(Working data Opens)
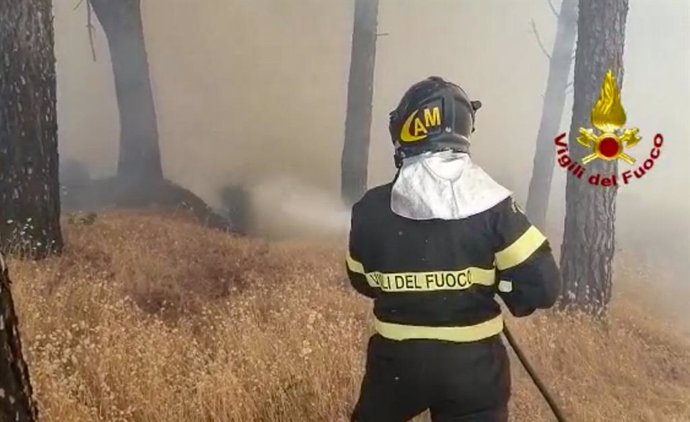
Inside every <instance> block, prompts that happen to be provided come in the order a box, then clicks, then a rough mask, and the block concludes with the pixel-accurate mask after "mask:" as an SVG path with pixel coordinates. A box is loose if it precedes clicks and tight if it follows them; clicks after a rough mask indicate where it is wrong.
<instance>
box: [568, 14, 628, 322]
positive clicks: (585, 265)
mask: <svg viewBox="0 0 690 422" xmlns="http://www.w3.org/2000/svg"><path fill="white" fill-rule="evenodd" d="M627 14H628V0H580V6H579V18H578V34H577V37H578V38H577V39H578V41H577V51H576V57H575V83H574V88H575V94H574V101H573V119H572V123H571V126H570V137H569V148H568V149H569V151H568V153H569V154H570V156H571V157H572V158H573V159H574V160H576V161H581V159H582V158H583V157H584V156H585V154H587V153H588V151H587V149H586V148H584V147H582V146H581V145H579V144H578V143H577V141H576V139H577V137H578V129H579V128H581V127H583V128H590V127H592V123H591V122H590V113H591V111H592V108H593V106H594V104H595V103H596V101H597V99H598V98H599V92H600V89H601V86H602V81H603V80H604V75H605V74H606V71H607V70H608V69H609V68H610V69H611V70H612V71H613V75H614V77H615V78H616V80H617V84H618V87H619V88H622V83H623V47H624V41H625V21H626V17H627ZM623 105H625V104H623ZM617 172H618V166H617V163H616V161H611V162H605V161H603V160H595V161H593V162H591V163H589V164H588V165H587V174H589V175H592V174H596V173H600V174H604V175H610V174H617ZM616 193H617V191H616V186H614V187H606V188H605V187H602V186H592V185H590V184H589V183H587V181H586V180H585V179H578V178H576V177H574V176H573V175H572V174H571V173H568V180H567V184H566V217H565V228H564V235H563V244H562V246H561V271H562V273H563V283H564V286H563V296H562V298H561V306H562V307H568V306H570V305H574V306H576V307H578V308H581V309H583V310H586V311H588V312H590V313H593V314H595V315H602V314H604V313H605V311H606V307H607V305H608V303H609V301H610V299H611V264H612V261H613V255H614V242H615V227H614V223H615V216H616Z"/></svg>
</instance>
(Working data Closes)
State how many lines in the records above contain the word "instance", giving only the number.

3